— MATERIAL FOR THE TASK —
::::

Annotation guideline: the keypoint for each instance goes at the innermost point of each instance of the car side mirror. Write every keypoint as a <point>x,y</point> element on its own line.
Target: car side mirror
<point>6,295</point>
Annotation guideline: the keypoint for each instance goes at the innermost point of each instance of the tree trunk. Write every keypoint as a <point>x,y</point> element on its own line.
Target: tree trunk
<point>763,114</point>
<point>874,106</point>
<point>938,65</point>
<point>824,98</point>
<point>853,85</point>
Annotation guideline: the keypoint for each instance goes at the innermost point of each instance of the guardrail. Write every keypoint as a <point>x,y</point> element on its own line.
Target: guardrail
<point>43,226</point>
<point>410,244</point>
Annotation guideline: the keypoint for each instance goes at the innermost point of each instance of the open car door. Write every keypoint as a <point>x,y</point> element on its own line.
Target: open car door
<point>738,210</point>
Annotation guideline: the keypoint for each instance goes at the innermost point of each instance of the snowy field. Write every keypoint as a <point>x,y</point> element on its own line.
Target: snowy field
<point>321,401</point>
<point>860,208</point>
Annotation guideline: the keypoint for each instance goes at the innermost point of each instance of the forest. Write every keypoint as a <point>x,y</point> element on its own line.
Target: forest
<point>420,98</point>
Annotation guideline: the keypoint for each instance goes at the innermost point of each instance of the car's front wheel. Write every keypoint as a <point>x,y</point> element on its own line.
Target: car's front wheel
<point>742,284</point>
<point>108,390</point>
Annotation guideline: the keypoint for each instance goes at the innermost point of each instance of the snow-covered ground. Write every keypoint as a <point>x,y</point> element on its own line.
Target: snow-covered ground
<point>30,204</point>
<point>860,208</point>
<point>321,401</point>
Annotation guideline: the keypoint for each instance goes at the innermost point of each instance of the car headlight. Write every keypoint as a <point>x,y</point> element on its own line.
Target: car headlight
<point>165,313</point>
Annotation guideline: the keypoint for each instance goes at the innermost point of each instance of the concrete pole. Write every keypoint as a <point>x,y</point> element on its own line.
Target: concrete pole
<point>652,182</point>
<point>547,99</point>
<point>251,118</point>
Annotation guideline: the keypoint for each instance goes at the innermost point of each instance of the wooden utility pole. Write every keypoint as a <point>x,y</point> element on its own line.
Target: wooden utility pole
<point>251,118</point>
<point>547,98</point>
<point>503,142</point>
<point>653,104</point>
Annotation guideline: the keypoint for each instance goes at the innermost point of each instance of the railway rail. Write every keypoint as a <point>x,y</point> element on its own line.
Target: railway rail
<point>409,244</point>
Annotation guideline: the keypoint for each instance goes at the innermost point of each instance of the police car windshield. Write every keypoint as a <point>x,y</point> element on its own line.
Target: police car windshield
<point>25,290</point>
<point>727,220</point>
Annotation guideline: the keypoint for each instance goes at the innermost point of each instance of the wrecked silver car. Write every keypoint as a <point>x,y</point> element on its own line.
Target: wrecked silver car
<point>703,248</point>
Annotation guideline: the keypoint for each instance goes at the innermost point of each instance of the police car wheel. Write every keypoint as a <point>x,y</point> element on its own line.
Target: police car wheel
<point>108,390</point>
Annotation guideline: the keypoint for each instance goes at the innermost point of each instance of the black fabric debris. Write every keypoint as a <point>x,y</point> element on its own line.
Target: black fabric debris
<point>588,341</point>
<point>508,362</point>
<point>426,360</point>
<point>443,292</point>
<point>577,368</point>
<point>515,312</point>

::::

— WHAT IS REQUIRED —
Please recast all the records above as a Markdown table with the columns "Row" and "Line," giving each non-blank line its own numbered row and leaving out blank lines.

— RESULT OF THE TASK —
| Row | Line |
|---|---|
| 1 | Annotation guideline: the keypoint for each instance goes at the innermost point of each instance of the car side mirror. Write every keypoint as a <point>x,y</point> element on its own line. |
| 2 | Target: car side mirror |
| 3 | <point>6,295</point> |
| 4 | Annotation guideline: the keypoint for each instance goes at the innermost point of each instance of the tree trunk. Write every keypoint as a <point>x,y</point> element on its own line. |
| 5 | Target: tree trunk |
| 6 | <point>763,114</point> |
| 7 | <point>874,106</point> |
| 8 | <point>938,65</point> |
| 9 | <point>824,98</point> |
| 10 | <point>853,85</point> |
| 11 | Annotation guideline: the keypoint for each instance goes at the innermost point of each instance of the guardrail. Write every keypoint as a <point>x,y</point> element on its own line. |
| 12 | Target: guardrail |
| 13 | <point>43,226</point> |
| 14 | <point>410,244</point> |
| 15 | Annotation guideline: the keypoint for each instance goes at the innermost point of each instance of the open car door. Write every keypoint as a <point>x,y</point> element on its own line. |
| 16 | Target: open car door |
| 17 | <point>738,210</point> |
| 18 | Annotation guideline: the keypoint for each instance goes at the innermost point of each instance of the snowy field. Write every keypoint as a <point>x,y</point> element on its own line. |
| 19 | Target: snowy field |
| 20 | <point>321,401</point> |
| 21 | <point>860,208</point> |
| 22 | Annotation guideline: the keypoint for each instance goes at the innermost point of each instance of the forest. Write every keypoint as a <point>x,y</point> element on its own line. |
| 23 | Target: forest |
| 24 | <point>420,98</point> |
| 25 | Annotation guideline: the keypoint for each instance goes at the innermost point of each instance of the car's front wheel. Write every keypoint as a <point>x,y</point> element on its own line. |
| 26 | Target: car's front wheel |
| 27 | <point>742,284</point> |
| 28 | <point>108,390</point> |
| 29 | Annotation guideline: the keypoint for each instance goes at the innermost point of each instance of the snow-covered ground. Write every keypoint as a <point>x,y</point> element on its own line. |
| 30 | Target: snow-covered ground |
| 31 | <point>30,204</point> |
| 32 | <point>860,208</point> |
| 33 | <point>321,401</point> |
| 34 | Annotation guideline: the keypoint for each instance goes at the innermost point of each instance of the car headlight. Write every keypoint as a <point>x,y</point> element on its own line. |
| 35 | Target: car headlight |
| 36 | <point>165,313</point> |
| 37 | Annotation guideline: the keypoint for each instance goes at the innermost point of each instance of the concrete pole. Write every keypoint as a <point>x,y</point> element on its own line. |
| 38 | Target: concrete pole |
| 39 | <point>652,182</point> |
| 40 | <point>547,99</point> |
| 41 | <point>251,118</point> |
| 42 | Annotation guideline: the keypoint for each instance goes at the innermost point of each instance of the wooden utility pole. Write every keypoint as a <point>x,y</point> element on its own line. |
| 43 | Target: wooden utility pole |
| 44 | <point>251,118</point> |
| 45 | <point>547,98</point> |
| 46 | <point>503,142</point> |
| 47 | <point>653,104</point> |
| 48 | Annotation guideline: the keypoint for each instance goes at the innermost point of each instance of the railway rail. Write every keypoint as a <point>x,y</point> element on its own line. |
| 49 | Target: railway rail |
| 50 | <point>409,244</point> |
| 51 | Annotation guideline: the keypoint for each instance goes at the innermost point of each instance of the police car windshield. Write every keypoint as a <point>x,y</point> element on its own line. |
| 52 | Target: police car windshield |
| 53 | <point>25,290</point> |
| 54 | <point>727,220</point> |
| 55 | Annotation guideline: the keypoint for each instance goes at the innermost point of each instance of the wrecked silver car. Write every keypoint as a <point>x,y</point> element on its own line. |
| 56 | Target: wrecked silver car |
| 57 | <point>703,248</point> |
| 58 | Annotation guideline: the keypoint for each instance goes at the innermost point of each instance of the police car wheel. Write every keypoint as a <point>x,y</point> element on its own line. |
| 59 | Target: police car wheel |
| 60 | <point>108,390</point> |
| 61 | Annotation guideline: the keypoint for each instance goes at the innermost point of each instance of the black fabric debris. Write every keypoint as a <point>x,y</point> element on its own line. |
| 62 | Target: black fabric debris |
| 63 | <point>588,341</point> |
| 64 | <point>508,362</point> |
| 65 | <point>426,360</point> |
| 66 | <point>443,292</point> |
| 67 | <point>577,368</point> |
| 68 | <point>515,312</point> |